:: Source material ::

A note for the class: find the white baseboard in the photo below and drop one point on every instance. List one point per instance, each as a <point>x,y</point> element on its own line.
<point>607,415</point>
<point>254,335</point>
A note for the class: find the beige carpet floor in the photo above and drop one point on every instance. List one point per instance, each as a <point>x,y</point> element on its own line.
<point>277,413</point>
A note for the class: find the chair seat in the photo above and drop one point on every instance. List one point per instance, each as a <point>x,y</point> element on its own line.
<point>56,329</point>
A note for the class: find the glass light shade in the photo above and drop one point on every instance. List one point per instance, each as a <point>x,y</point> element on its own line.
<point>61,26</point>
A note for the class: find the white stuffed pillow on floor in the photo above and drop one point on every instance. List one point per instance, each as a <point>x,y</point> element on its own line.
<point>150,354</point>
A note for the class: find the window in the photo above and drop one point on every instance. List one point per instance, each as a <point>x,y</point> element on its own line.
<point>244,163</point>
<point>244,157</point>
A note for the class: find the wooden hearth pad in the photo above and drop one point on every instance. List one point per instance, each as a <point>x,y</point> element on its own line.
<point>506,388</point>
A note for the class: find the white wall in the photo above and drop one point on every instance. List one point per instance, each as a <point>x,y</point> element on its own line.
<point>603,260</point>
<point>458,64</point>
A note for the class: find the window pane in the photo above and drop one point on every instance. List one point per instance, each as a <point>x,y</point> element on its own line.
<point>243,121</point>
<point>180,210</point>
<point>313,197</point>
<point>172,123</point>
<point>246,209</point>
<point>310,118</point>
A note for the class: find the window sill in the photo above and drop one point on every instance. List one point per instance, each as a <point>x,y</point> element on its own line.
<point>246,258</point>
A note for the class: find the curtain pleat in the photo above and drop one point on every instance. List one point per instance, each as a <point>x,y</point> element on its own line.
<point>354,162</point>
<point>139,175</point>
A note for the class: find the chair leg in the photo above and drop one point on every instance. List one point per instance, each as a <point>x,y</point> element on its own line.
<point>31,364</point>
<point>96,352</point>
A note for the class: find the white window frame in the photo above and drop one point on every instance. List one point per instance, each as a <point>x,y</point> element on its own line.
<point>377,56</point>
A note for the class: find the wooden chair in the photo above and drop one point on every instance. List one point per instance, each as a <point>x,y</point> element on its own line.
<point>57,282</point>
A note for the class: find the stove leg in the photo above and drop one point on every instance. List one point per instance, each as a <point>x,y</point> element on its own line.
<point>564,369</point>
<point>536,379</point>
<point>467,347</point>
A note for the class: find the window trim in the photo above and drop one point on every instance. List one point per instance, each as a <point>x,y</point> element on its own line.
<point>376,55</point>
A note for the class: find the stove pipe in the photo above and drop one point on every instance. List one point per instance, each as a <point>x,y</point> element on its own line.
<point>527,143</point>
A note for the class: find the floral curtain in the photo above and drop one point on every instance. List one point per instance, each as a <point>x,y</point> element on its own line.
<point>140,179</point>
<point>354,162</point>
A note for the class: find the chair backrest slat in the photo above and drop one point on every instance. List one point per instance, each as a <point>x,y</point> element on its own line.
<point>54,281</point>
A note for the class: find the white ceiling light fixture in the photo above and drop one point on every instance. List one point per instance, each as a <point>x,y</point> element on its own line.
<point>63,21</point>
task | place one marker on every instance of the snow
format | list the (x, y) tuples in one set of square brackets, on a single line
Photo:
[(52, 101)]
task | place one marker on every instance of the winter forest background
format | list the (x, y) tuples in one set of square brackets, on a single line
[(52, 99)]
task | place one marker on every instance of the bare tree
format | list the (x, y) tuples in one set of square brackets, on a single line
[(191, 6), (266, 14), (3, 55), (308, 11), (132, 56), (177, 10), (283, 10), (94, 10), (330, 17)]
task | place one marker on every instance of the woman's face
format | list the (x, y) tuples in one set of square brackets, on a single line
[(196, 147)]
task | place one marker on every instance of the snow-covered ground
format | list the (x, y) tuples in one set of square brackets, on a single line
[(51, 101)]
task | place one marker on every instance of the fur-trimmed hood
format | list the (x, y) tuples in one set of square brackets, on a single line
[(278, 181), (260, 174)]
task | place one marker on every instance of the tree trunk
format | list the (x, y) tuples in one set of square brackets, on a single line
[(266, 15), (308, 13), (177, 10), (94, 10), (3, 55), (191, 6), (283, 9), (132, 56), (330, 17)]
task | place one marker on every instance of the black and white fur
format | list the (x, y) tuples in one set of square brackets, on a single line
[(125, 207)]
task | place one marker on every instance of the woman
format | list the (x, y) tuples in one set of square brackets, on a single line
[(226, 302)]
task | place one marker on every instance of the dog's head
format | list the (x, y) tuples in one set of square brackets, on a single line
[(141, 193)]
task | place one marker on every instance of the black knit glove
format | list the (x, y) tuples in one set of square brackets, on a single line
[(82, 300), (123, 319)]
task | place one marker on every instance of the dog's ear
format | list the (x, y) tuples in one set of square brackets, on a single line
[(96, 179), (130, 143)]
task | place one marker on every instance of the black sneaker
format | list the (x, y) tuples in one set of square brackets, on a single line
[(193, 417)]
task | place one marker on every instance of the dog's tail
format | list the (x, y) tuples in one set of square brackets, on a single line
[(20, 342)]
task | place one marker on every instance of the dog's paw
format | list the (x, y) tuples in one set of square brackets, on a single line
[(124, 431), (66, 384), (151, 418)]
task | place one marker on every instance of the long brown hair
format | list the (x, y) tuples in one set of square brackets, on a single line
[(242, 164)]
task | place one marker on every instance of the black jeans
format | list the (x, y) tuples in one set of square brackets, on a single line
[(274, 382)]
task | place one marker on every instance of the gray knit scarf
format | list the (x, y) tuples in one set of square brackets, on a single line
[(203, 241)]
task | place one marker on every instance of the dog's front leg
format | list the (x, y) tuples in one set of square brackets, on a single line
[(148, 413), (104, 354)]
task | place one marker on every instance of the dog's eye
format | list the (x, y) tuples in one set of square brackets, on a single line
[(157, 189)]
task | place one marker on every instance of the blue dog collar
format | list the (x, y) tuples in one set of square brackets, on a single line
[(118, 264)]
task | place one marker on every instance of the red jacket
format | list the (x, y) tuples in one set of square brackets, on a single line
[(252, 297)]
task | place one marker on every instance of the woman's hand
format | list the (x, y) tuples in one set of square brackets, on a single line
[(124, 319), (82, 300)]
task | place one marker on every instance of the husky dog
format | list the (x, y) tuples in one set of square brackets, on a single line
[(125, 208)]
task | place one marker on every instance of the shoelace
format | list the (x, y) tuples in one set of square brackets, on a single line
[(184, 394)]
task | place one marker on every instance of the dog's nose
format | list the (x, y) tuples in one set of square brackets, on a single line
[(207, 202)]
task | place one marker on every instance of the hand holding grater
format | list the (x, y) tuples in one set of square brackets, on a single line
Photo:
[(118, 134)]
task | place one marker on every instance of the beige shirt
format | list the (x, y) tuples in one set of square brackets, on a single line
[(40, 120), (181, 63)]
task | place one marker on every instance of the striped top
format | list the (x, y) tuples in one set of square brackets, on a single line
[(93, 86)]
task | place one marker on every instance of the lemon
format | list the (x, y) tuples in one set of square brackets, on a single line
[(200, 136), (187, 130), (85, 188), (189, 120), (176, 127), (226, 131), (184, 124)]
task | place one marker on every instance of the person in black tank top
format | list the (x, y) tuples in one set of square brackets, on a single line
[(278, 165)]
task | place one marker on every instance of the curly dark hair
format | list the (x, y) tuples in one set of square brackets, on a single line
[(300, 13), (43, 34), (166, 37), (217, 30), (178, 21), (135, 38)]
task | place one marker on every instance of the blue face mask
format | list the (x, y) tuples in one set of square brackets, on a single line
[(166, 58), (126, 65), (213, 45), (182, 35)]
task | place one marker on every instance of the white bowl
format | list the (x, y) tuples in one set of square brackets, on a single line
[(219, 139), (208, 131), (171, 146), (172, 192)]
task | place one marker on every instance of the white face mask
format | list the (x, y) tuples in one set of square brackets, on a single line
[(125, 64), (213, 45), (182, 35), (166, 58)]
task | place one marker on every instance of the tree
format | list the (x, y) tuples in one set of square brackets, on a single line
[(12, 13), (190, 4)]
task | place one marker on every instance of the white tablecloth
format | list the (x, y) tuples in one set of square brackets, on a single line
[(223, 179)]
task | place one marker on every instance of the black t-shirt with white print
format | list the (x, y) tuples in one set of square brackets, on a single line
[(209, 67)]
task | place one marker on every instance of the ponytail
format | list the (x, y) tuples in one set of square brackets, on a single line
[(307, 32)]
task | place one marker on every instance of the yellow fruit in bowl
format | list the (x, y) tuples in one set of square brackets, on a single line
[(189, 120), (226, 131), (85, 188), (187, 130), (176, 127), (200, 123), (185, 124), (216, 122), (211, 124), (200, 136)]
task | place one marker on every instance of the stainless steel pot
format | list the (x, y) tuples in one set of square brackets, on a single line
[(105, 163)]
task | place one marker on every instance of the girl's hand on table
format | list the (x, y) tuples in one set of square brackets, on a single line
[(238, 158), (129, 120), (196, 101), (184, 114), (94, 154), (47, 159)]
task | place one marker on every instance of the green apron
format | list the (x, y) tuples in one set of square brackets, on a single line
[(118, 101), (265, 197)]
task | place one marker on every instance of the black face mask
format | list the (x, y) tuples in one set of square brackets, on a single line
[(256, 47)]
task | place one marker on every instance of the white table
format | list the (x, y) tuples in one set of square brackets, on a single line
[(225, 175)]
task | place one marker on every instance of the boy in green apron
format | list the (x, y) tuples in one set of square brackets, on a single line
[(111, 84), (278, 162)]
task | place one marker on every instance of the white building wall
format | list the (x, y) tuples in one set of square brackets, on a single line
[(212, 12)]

:::

* **Required action**
Starting with the line that contains "white building wall", restate every line through the end of the records above, exactly and with no other lines.

* **Your solution**
task | place one marker on every instance of the white building wall
format | list the (x, y) tuples in one set of square brackets, on a single line
[(212, 12)]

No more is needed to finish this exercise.